Diyarbakır'ın kuşbazları: Bir güvercin çifti 70 bin liranın üzerinde alıcı buluyor

Diyarbakır'ın kuşbazları:  Bir güvercin çifti 70 bin liranın üzerinde alıcı buluyor
Diyarbakır’ın geleneksel güvercin yetiştiriciliği devam ediyor. Diyarbakır’ın tarihi tek katlı taş evlerinde başlayan Kuşbazlık, kentte kurulan güvercin otellerinde geleneği devam ediyor.

Remzi BUDANCİR


DİYARBAKIR - Güvercin yetiştiriciliği Diyarbakır’da önemeli bir yere sahip. 'Küreng', 'narinci', 'ciğeri', 'atlas', 'zeytûni', 'zengu', 'yusufi', 'karakuyruk', 'miski', 'beyaz', 'mısırî', 'kurugök', 'kurukara', 'siyah ve beyaz parçalı', 'bozak', 'kekme ciğeri' ve 'niski' Diyarbakır’da yetiştirilen 20’nin üzerinde güvercin ırklarından sadece bazıları. Geleneksel olarak yetiştirilen güvercinler kent açısından oldukça önemli. Her yıl güvercinlerle ilgili çeşitli etkinlikler düzenleniyor.

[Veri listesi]
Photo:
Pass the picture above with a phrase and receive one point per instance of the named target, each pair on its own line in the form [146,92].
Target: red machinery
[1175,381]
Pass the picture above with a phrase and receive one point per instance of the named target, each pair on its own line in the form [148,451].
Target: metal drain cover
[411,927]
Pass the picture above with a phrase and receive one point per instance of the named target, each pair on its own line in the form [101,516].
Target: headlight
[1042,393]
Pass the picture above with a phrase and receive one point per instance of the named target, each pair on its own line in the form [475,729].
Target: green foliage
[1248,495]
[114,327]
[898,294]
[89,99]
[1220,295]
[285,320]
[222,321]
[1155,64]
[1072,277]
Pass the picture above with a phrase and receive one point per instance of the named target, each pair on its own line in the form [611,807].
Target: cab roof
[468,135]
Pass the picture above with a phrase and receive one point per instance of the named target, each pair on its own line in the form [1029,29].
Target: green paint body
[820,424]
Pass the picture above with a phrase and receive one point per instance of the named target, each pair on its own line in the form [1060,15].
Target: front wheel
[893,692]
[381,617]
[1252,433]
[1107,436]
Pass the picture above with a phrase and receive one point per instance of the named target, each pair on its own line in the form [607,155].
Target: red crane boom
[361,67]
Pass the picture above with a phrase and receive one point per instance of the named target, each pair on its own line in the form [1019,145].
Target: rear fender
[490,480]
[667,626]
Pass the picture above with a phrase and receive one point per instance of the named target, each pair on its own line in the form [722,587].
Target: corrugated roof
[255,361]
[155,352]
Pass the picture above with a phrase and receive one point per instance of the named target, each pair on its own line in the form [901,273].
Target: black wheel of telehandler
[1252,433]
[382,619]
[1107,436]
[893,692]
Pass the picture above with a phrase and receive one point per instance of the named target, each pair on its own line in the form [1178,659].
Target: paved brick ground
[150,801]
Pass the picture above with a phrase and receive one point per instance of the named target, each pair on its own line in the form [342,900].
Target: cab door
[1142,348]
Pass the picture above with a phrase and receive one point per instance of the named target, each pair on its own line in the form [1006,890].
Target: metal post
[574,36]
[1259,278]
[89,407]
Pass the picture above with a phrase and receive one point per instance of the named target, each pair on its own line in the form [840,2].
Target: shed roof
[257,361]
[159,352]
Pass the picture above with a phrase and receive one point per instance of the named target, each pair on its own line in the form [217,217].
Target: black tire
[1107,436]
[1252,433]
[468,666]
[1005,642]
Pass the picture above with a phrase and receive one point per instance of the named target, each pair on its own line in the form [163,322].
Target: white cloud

» **Yazılı yönerge A**
Güvercin haberine göre bir güvercin çifti kaç liranın üzerinde alıcı buluyor?
» **Yazılı yönerge B**
Güvercin haberinde "Remzi BUDANCİR" sözlerinin geçtiği yerle açılıp "çeşitli etkinlikler düzenleniyor." ile kapanan kısmı aynen tekrar yaz.
Bu listenin güvercin haberiyle bir bağlantısı yok.

» **Sorunun çözümü A**
70 bin liranın üzerinde.

» **Sorunun çözümü B**
Remzi BUDANCİR


DİYARBAKIR - Güvercin yetiştiriciliği Diyarbakır’da önemeli bir yere sahip. 'Küreng', 'narinci', 'ciğeri', 'atlas', 'zeytûni', 'zengu', 'yusufi', 'karakuyruk', 'miski', 'beyaz', 'mısırî', 'kurugök', 'kurukara', 'siyah ve beyaz parçalı', 'bozak', 'kekme ciğeri' ve 'niski' Diyarbakır’da yetiştirilen 20’nin üzerinde güvercin ırklarından sadece bazıları. Geleneksel olarak yetiştirilen güvercinler kent açısından oldukça önemli. Her yıl güvercinlerle ilgili çeşitli etkinlikler düzenleniyor.